AIM OF THE EXERCISE
Repeat exactly the lines that run from the one containing "Pin every instance of the silhouetted" to the end of the data, and leave out all others.

[start AVAILABLE RECORDS]

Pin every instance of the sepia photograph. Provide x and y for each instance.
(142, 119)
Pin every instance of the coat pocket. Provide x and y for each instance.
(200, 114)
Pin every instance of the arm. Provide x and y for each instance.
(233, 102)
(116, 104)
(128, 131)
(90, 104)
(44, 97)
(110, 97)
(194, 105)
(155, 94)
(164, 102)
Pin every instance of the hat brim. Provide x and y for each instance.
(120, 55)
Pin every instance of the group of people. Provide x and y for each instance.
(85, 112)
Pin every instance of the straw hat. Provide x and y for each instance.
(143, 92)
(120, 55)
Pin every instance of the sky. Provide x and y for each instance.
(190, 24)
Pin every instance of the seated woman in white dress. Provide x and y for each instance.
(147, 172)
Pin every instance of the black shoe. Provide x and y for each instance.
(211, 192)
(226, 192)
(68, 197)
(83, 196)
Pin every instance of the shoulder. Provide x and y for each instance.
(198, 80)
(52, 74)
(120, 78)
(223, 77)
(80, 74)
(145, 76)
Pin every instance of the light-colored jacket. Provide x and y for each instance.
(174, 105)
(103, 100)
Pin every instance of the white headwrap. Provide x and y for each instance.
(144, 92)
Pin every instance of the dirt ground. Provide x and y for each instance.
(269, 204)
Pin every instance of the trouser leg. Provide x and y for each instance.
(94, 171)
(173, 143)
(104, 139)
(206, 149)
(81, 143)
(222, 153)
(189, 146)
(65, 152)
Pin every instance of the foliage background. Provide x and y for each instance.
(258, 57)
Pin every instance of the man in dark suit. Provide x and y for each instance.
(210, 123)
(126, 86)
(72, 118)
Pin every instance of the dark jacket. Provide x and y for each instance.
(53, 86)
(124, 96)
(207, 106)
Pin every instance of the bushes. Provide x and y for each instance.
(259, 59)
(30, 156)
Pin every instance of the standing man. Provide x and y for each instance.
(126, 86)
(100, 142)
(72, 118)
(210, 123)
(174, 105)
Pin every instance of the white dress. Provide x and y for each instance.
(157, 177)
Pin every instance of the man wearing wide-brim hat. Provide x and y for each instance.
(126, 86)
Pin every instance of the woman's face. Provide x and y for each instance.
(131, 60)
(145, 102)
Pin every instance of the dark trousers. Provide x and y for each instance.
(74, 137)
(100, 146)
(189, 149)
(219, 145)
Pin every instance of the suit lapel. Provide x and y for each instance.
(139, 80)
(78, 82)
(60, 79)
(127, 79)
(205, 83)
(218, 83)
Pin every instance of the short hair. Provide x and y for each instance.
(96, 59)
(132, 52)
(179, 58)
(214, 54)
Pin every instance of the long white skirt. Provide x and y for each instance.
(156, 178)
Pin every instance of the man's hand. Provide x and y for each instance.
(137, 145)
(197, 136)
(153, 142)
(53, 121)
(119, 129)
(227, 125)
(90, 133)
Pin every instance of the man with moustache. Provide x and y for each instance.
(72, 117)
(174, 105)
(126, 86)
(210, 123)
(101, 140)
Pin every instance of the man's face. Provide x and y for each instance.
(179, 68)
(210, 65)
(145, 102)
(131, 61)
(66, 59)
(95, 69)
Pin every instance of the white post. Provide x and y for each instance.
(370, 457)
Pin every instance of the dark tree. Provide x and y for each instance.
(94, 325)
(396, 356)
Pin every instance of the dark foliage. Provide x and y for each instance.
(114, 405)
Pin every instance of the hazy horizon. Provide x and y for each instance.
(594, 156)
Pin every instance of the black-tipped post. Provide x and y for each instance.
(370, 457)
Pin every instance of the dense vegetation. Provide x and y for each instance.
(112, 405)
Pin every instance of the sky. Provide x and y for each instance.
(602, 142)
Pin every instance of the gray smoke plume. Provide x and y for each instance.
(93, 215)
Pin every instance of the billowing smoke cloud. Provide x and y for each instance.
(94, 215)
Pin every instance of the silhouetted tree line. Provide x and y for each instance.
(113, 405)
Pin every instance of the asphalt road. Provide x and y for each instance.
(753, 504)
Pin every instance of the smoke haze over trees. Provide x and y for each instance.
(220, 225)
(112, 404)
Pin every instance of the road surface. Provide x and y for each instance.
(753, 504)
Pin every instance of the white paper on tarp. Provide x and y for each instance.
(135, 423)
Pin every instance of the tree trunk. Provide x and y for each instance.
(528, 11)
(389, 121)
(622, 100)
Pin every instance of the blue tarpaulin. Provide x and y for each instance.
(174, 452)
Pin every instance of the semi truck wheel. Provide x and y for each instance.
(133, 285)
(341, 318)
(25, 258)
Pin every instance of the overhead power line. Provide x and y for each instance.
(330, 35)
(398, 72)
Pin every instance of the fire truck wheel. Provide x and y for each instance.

[end AVAILABLE RECORDS]

RESPONSE TO THE TASK
Pin every instance of the silhouetted tree line. Provide x and y for each instance.
(113, 405)
Pin every instance of the asphalt road. Provide x and y for each instance.
(753, 504)
Pin every instance of the smoke haze over trees. Provide x and y for each instance.
(220, 225)
(112, 404)
Pin every instance of the road surface. Provide x and y for each instance.
(753, 504)
Pin every instance of the white paper on tarp. Provide x and y for each instance.
(135, 423)
Pin every instance of the tree trunk. Provide x and y for each instance.
(528, 11)
(389, 121)
(622, 100)
Pin every instance of the blue tarpaulin. Provide x and y for each instance.
(174, 452)
Pin every instance of the semi truck wheel. Provide x and y for each instance.
(133, 285)
(341, 318)
(25, 258)
Pin every instance of the overhead power line. Provide x and y for each instance.
(330, 35)
(398, 72)
Pin every instance of the fire truck wheel. Provide x and y for each instance.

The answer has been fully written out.